EXERCISE DIRECTIONS =>
Will you copy every line of the records below without a single change?
********************
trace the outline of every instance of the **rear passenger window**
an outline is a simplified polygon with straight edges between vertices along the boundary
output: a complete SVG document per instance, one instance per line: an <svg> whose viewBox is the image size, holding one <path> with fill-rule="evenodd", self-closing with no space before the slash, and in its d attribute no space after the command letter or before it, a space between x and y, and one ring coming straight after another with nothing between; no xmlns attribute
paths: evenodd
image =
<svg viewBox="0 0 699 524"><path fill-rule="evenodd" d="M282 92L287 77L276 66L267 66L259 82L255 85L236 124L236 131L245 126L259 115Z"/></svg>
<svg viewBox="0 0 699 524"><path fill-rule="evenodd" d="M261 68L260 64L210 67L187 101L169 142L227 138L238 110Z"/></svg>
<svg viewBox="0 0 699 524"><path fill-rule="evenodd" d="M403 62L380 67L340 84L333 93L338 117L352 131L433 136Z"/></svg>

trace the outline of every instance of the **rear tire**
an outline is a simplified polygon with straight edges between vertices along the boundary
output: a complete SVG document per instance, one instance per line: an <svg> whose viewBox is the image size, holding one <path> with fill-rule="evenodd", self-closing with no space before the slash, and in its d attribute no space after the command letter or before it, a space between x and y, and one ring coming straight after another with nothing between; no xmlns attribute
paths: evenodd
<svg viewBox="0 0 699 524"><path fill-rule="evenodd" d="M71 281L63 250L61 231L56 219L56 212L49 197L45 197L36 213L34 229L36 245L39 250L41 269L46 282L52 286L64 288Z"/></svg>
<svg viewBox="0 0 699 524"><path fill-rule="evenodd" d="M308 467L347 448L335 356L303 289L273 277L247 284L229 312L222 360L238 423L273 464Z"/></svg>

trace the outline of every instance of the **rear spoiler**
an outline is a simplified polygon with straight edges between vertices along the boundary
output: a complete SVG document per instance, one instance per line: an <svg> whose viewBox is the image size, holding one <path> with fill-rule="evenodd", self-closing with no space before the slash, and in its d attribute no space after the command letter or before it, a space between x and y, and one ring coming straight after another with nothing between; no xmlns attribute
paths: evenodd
********************
SOLUTION TO THIS EXERCISE =>
trace the outline of every instance of the **rear passenger window**
an outline is a simplified polygon with straight edges between vertices along the boundary
output: a complete SVG document per instance, one instance per line: an <svg> whose viewBox is the image size, holding one <path> with fill-rule="evenodd", self-closing with no space before the slash, and in its d attribute no space after the command letter or before it, a space between x and y, and one ring coming straight after another with nothing between; no xmlns attribute
paths: evenodd
image =
<svg viewBox="0 0 699 524"><path fill-rule="evenodd" d="M282 92L287 77L276 66L267 66L259 82L255 85L236 124L236 131L245 126L259 115Z"/></svg>
<svg viewBox="0 0 699 524"><path fill-rule="evenodd" d="M261 68L260 64L210 67L187 101L169 142L227 138L238 110Z"/></svg>
<svg viewBox="0 0 699 524"><path fill-rule="evenodd" d="M403 62L380 67L340 84L333 93L338 117L352 131L433 136Z"/></svg>

trace the outline of every instance of the **rear tire**
an outline is a simplified polygon with straight edges between vertices along the boundary
output: a complete SVG document per instance, one instance per line: an <svg> whose viewBox is the image size, holding one <path> with fill-rule="evenodd", self-closing with no space before the slash, and in its d attribute no space after the command letter or before it, a space between x and y, and one ring coming straight after another with nothing between; no xmlns attribute
paths: evenodd
<svg viewBox="0 0 699 524"><path fill-rule="evenodd" d="M71 281L63 250L61 231L56 219L56 212L49 197L45 197L36 213L34 229L36 245L39 250L41 269L46 282L52 286L64 288Z"/></svg>
<svg viewBox="0 0 699 524"><path fill-rule="evenodd" d="M308 467L347 448L335 356L303 289L273 277L247 284L229 312L222 360L238 423L273 464Z"/></svg>

trace the outline of every instance of the **rear spoiler**
an outline is a simplified polygon with straight edges between vertices along the boundary
output: a complete SVG document per instance, one instance per line: an <svg> whose viewBox is the image size, holding one <path> with fill-rule="evenodd", self-closing with no space before the slash, and in its d attribute no space after the command letter or before it, a space between x and y, and one ring coming straight after another with nothing between; no xmlns attribute
paths: evenodd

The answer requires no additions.